首页 >> 仿真软件说明 >>ABACUS >>朱雪刚版 >> 4.1.3.1 首先来分析DP势函数的准确性。

详细内容

4.1.3.1 首先来分析DP势函数的准确性。

其中inter000000/00.train是DeePMD做训练的文件夹里边包括了 000/ 001/ 002/ 003/四个训练势函数的文件。每个文件下都有用前边训练集训练的frozen_model.pb势函数和记录损失函数的lcurve.out。

损失函数画图

首先对某个训练的lcurve.out作图，作图脚本可参考《DFT 到 MD｜超详细「深度势能」材料计算上手指南》

#!/usr/bin/env python
import numpy as np
import matplotlib.pyplot as plt

data = np.genfromtxt("/home/zxg/BeCu/dpgen/run/iter.000000/00.train/000/lcurve.out", names=True)
for name in data.dtype.names[1:-1]:
    plt.plot(data['step'], data[name], label=name)
plt.legend()
plt.xlabel('Step')
plt.ylabel('Loss')
plt.xscale('log')
plt.yscale('log')
plt.savefig('000_lcurve.png')

关于损失函数分析经验目前不足，目前来看结果貌似不好，需要长训一下，（暂不明白各个数值的具体含义，后补）

如果想画多次迭代中各个DP势函数的loss函数可以在python脚本中加一个for循环进行分别画图

#!/usr/bin/env python
import os
import numpy as np
import matplotlib.pyplot as plt

for i in range(0, 9):
    for j in range(0, 4):
        file_path = f"/home/zxg/BeCu/dpgen/run/iter.00000{i}/00.train/00{j}/lcurve.out"
        data = np.genfromtxt(file_path, names=True)
        for name in data.dtype.names[1:-1]:
            plt.plot(data['step'], data[name], label=name)
        plt.legend()
        plt.xlabel('Step')
        plt.ylabel('Loss')
        plt.yscale('log')
        plt.xscale('log')
        plt.savefig(f'inter{i}_{j}_lcurve_nolog.png')
        print(f'finish the plt of inter{i}_{j}_lcurve')
        plt.clf()

通过

python you_script_name.py

执行脚本，则可以在python所在的文件夹内画出对应的图。

力和能量差值对比--DFT和dp2024.04.08

对比势函数是否准确的首要核对信息就是力和能量，特别是原子受力的计算。

dptest来测试势函数质量

将前边计算获得的frozen_model.pb复制到计划做测试的文件夹下。然后运行dp test进行势函数质量的检测，由于要激活DeePMD环境，因此我把bash命令写到脚本中：然后运行bash script.sh即可执行，跟命令行一行行输入是一样的。

#!/bin/bash
source activate deepmd
echo "clean the frozen_model.pb file"

******

## 任务要求
请摘录文档节选中的一段原文：从“data = np.genfromtxt(file_path, names=True)”开始，一直到“ve_nolog.png')”为止。 之后的记录与本练习无关。

******

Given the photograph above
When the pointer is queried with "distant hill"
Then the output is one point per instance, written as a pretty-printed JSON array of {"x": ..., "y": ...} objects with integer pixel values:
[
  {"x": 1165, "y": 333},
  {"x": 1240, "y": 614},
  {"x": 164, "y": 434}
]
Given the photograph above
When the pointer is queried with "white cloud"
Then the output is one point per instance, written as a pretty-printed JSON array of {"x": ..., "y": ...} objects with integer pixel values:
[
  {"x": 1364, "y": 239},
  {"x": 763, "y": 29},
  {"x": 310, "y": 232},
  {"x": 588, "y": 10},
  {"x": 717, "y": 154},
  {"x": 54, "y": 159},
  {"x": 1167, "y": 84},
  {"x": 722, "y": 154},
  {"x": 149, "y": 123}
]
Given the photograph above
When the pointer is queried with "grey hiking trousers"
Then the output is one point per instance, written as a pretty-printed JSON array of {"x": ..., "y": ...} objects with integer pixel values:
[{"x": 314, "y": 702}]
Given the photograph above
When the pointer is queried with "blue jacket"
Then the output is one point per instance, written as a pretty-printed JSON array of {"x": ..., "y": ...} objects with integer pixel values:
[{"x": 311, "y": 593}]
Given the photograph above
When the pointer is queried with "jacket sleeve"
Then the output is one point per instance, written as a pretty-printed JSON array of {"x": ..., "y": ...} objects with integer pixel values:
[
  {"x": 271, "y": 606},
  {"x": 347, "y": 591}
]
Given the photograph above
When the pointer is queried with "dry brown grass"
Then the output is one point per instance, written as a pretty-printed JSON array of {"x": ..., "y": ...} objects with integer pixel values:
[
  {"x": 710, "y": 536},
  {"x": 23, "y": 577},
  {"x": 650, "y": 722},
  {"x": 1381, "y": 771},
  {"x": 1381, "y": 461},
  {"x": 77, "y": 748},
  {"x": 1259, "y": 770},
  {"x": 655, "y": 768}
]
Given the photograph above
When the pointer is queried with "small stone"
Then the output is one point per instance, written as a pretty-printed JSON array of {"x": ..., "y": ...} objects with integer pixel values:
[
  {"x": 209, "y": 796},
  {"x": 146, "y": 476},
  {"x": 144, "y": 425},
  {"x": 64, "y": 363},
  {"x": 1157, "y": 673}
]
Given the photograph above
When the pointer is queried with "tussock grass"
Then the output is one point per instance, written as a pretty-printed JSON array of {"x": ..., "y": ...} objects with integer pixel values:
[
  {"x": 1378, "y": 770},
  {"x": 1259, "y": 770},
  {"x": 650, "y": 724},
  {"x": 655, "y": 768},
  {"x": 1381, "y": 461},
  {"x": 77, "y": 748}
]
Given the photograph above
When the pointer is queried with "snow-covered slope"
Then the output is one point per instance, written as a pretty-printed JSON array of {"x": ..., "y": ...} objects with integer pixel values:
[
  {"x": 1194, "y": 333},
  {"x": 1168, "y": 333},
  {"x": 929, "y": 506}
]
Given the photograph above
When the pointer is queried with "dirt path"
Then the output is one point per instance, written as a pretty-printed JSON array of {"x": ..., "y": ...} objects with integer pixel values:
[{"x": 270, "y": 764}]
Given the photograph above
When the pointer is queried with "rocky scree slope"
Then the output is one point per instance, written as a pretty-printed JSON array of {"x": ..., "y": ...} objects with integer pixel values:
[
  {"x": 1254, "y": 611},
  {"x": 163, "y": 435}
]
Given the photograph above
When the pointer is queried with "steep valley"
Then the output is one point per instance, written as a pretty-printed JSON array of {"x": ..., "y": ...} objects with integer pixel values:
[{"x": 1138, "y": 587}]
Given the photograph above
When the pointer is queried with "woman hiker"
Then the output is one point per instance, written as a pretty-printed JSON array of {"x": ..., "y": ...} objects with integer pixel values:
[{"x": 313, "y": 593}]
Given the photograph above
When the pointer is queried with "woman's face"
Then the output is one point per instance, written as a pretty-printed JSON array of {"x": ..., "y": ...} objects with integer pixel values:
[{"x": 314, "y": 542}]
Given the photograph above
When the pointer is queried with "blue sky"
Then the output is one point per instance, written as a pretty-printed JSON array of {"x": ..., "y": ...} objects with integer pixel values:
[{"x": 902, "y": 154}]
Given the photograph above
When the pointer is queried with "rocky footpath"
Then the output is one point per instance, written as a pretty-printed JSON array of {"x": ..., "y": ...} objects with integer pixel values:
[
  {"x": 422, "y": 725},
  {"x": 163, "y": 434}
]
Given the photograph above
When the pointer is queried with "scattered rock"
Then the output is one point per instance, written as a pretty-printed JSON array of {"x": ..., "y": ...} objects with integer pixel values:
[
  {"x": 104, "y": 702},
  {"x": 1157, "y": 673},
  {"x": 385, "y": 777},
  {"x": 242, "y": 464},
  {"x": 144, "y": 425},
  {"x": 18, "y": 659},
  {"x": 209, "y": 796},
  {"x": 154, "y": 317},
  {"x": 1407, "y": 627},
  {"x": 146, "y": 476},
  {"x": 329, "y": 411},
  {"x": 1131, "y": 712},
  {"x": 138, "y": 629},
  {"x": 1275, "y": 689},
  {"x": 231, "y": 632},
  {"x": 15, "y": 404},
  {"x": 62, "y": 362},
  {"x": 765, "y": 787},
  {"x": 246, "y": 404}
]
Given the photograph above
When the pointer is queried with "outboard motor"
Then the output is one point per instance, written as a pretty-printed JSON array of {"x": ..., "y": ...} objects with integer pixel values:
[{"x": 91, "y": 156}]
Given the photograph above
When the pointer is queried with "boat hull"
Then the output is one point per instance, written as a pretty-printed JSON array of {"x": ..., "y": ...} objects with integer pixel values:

******

## 作答内容
data = np.genfromtxt(file_path, names=True)
        for name in data.dtype.names[1:-1]:
            plt.plot(data['step'], data[name], label=name)
        plt.legend()
        plt.xlabel('Step')
        plt.ylabel('Loss')
        plt.yscale('log')
        plt.xscale('log')
        plt.savefig(f'inter{i}_{j}_lcurve_nolog.png')